[Image-grounded pointing data]
● ● ● ● ● ● ●
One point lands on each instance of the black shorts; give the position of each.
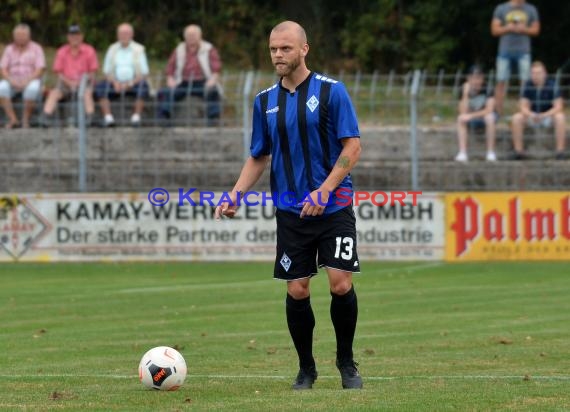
(304, 244)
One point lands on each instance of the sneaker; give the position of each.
(491, 157)
(136, 119)
(461, 157)
(351, 379)
(109, 120)
(305, 379)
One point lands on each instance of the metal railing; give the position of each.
(184, 151)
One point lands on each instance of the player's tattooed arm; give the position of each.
(343, 162)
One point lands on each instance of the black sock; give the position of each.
(344, 313)
(301, 321)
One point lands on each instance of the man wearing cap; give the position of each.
(72, 61)
(125, 68)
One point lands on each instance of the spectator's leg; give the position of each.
(102, 93)
(490, 132)
(30, 95)
(6, 101)
(141, 90)
(54, 96)
(212, 103)
(165, 100)
(518, 128)
(560, 131)
(462, 136)
(88, 101)
(503, 73)
(524, 68)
● ● ● ● ● ● ●
_EXERCISE BRIEF_
An exact copy of the lines from the one holding "One point lands on each instance of the black sock;" through the end of the data is the whole answer.

_PROBLEM SOLUTION_
One point lands on each instance of the black sock; give the position of each.
(344, 313)
(301, 321)
One point lands on each instance of the man wearing cap; give the position of each.
(72, 61)
(125, 68)
One point lands on each instance of the spectator's leg; give the position of each.
(102, 93)
(490, 132)
(30, 95)
(6, 101)
(141, 90)
(54, 96)
(212, 103)
(165, 100)
(518, 128)
(560, 131)
(462, 136)
(88, 101)
(503, 73)
(524, 68)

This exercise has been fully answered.